* TEXT BLOCK *
───

Another proposed rule would amend FDA's current regulation for Current Good Manufacturing Practice In Manufacturing, Packing, or Holding Human Food (CGMPs), which requires domestic and foreign facilities that are required to register under the Federal Food, Drug, and Cosmetic Act (FD&C Act) to establish and implement hazard analysis and risk-based preventive controls for human food. FDA also is proposing to revise certain definitions in FDA's current regulation for Registration of Food Facilities to clarify the scope of the exemption from registration requirements provided by the FD&C Act for "farms."

Comments on both proposed rules are due by May 16, 2013.

5. Reports


Oversight of Private Health Insurance Submissions to the Healthcare.gov Plan Finder

According to a report issued by the HHS-OIG, CMS should take measures to improve its oversight of private insurers' compliance with reporting requirements related to the online portal that assists consumers in comparing their health insurance coverage options, called the "Plan Finder" on Healthcare.gov. Specifically, about 13 percent of insurers in the individual and small-group markets didn't submit required pricing and benefit data, and CMS did not conduct targeted follow-up with those insurers that did not report detailed pricing and benefit information. In order to address the problems, the OIG recommends that CMS establish and implement procedures to identify and pursue private insurers that do not submit required data to the Plan Finder, ensure that each private insurer's Chief Executive Officer or Chief Financial Officer certifies to the completeness of data submitted to the Plan Finder, design and implement additional strategies to ensure Plan Finder data accuracy, and validate that products and plans submitted to the Plan Finder are available for sale. CMS generally concurred with OIG's recommendations and is taking steps to address them.

───

* APPLY WHAT YOU READ *
**a)** According to the health regulation text, what percentage of insurers in the individual and small-group markets did not submit required pricing and benefit data to the Plan Finder?
**b)** Continue the health regulation text from the end of its last sentence.
The listing that comes next was drawn from a different source than the text.

* Items from a data source *
───

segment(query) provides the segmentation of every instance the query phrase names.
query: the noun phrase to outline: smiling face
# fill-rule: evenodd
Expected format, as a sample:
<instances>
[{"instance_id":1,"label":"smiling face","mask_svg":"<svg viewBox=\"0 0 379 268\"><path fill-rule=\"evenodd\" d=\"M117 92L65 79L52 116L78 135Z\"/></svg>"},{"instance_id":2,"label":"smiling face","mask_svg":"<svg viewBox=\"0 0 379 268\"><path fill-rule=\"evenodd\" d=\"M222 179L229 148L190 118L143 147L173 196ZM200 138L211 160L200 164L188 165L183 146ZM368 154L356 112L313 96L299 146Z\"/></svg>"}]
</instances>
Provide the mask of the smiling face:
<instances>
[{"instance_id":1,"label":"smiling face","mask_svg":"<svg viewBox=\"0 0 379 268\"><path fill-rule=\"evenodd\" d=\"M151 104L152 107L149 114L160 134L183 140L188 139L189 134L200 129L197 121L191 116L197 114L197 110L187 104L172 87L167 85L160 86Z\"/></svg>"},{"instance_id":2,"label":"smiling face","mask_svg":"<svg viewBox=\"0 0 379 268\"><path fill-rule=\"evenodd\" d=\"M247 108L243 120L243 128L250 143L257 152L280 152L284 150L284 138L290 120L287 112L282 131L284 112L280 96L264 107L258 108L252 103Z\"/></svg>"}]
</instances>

───

* ANSWER LIST *
**a)** About 13 percent.

**b)**
MedPAC Considers Beneficiary Assignment, Competition With Medicare Advantage (MA) Plans

In its April 2013 meeting, the Medicare Payment Advisory Commission (MedPAC) expressed concerns about accountable care organizations (ACOs), mainly regarding how beneficiaries are assigned to providers, as well as how ACOs can compete in the marketplace alongside MA plans. According to MedPAC Chairman Hackbarth, "MA plans can steer patients to high performers. This is a good thing to do." However, Hackbarth also said the ACO model "falls short" because the current statutory language is too constraining. Commissioners also discussed concerns over how beneficiaries are notified that they are in an ACO. Statute requires prospective beneficiary assignment and notification, so ACOs are aware of the identities of their patients before the start of the performance period and can then send out notification letters to those beneficiaries.

Department of Labor

DOL Issues ACA-Mandated Report on Self-Insured Group Health Plans

Last week, Acting Labor Secretary Seth Harris issued a report to Congress on self-insured employee health benefit plans and their sponsors' financial information, as required by the Affordable Care Act. According to the report, self-insured plans covered about 30 million participants in 2010 and held assets of about $58 billion, the report said. Mixed-insured group health plans covered about 26 million participants and held assets of about $136 billion. The report is based on data DOL received on Form 5500 filings from 2010, which determined that more than 49,000 health plans filed a Form 5500 in 2010, down from 50,000 in 2009. Health benefit plans covering private-sector employees must file a Form 5500 Annual Return/Report of Employee Benefit Plan -- generally, if they cover 100 or more participants or hold assets in trust. Of all health plans that filed in 2010, about 19,800 were self-insured and 4,000 mixed self-insurance with insurance.